- _Your instructions_: Write out all of the data exactly as it appears.

- _Excerpted records_:
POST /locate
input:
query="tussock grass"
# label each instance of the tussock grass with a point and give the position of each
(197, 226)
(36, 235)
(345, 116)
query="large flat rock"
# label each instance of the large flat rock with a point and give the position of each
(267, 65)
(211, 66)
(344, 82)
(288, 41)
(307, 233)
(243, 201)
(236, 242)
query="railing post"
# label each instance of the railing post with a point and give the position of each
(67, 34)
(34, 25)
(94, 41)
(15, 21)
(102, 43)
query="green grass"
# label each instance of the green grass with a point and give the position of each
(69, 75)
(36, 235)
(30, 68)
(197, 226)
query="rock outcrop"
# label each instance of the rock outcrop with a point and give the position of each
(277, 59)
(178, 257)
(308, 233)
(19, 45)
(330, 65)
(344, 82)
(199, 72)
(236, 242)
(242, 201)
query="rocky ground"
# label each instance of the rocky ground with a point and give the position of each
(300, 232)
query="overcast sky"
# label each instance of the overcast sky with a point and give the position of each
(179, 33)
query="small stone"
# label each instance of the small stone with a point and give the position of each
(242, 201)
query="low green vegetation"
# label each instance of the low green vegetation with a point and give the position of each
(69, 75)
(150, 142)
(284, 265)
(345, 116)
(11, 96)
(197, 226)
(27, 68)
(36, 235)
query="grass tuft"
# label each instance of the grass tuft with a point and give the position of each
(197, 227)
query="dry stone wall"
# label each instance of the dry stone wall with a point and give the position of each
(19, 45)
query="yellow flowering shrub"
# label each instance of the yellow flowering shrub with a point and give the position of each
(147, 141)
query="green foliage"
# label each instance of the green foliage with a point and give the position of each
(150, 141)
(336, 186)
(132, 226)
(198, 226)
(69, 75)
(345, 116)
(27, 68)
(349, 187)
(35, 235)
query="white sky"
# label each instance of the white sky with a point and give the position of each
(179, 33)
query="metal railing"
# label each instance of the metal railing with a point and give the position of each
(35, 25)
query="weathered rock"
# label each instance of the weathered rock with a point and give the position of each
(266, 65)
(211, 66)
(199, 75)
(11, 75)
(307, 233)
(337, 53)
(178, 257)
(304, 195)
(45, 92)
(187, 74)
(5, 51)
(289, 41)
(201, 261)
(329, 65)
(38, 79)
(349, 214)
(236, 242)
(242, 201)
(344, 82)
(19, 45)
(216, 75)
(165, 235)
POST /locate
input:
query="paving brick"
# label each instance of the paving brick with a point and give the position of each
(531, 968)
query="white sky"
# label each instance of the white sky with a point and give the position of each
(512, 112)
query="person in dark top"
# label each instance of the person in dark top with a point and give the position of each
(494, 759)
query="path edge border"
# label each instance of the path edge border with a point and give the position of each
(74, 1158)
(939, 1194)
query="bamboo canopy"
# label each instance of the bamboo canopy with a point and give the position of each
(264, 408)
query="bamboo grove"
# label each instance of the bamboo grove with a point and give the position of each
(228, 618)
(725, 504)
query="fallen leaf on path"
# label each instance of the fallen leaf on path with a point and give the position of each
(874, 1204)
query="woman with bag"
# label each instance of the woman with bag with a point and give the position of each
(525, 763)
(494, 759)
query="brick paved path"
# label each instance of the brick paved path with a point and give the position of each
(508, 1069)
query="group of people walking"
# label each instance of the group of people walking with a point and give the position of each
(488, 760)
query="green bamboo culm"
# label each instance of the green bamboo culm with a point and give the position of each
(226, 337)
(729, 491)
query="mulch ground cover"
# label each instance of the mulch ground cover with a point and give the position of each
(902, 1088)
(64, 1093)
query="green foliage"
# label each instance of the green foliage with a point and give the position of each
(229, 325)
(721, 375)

- _Exercise solution_:
POST /locate
input:
query="tussock grass"
# label each instance of the tussock grass with a point and give the position of each
(197, 226)
(36, 235)
(345, 116)
query="large flat rock"
# label each instance of the large flat rock with a point and give the position of each
(267, 65)
(211, 66)
(344, 82)
(288, 41)
(307, 233)
(243, 201)
(236, 242)
query="railing post"
# label each instance of the railing post with a point and give the position of each
(67, 34)
(34, 25)
(94, 41)
(15, 21)
(102, 43)
query="green grass"
# label each instance of the green grass with a point and give the position of each
(69, 75)
(36, 235)
(30, 68)
(197, 226)
query="rock outcrop"
# label each instance of the rock outcrop with a point and give the position of each
(277, 59)
(178, 257)
(308, 233)
(19, 45)
(330, 65)
(344, 82)
(199, 72)
(236, 242)
(242, 201)
query="rocky ground"
# label each instance of the rocky ground with a point and give the position of each
(300, 232)
query="overcast sky"
# label each instance of the overcast sky with a point and give the position of each
(179, 33)
query="small stone"
# label each instance of the small stone with a point and give the position of each
(242, 201)
query="low green vegetation"
# label each instance of the low green vegetation with a point and give the position of each
(69, 75)
(150, 142)
(284, 265)
(345, 116)
(11, 96)
(197, 226)
(27, 68)
(36, 235)
query="grass tuft"
# label each instance of the grass tuft with a point and give the position of each
(197, 227)
query="dry stone wall"
# label each instance of the dry stone wall with a point and give the position of each
(19, 45)
query="yellow flowering shrub"
# label each instance of the yellow flowering shrub with a point and give the position of each
(147, 141)
query="green foliage"
# label each instance of the green foliage with a point and give the position of each
(150, 141)
(336, 186)
(132, 226)
(198, 226)
(69, 75)
(345, 116)
(27, 68)
(349, 187)
(35, 235)
query="white sky"
# label each instance of the white sky with a point and give the position of each
(179, 33)
query="metal railing"
# label each instance of the metal railing with a point and give the position of each
(35, 25)
query="weathered rock"
# label each instance of the weathered rock with a point and give the position of each
(266, 65)
(211, 66)
(199, 75)
(11, 75)
(307, 233)
(337, 53)
(178, 257)
(304, 195)
(45, 92)
(187, 74)
(5, 51)
(289, 41)
(201, 261)
(329, 65)
(38, 79)
(349, 214)
(236, 242)
(242, 201)
(344, 82)
(19, 45)
(216, 75)
(165, 235)
POST /locate
input:
query="paving brick"
# label each instance of the paving brick with a point and give the position of each
(531, 968)
query="white sky"
# label each instance of the white sky with a point and give the position of each
(512, 112)
query="person in dark top"
# label each instance of the person in dark top with a point and give the position of each
(494, 759)
query="path edge border"
# label each instance of the path edge border with a point and give the position of each
(74, 1158)
(939, 1194)
query="bamboo canopy"
# label each instance of the bamboo canopy with a point and give the position of each
(264, 408)
query="bamboo grove"
# label each instance of the bamboo grove with a point and give the position of each
(228, 618)
(725, 504)
query="fallen leaf on path"
# label each instance of the fallen leaf on path with a point and give the position of each
(874, 1204)
query="woman with bag"
# label each instance of the woman with bag with a point and give the position of each
(525, 763)
(494, 759)
query="brick paved path"
# label each instance of the brick paved path with a point and give the position of each
(508, 1069)
query="group of people walking"
# label each instance of the group of people walking with a point and give the position of each
(488, 760)
query="green bamboo culm"
# label each instance of the green bamboo culm with a point and give the position of each
(226, 337)
(729, 491)
query="mulch ground cover"
# label each instance of the mulch ground cover with a point and give the position of each
(902, 1088)
(64, 1093)
query="green foliage"
# label each instance of the green foliage with a point and give the position of each
(229, 325)
(721, 375)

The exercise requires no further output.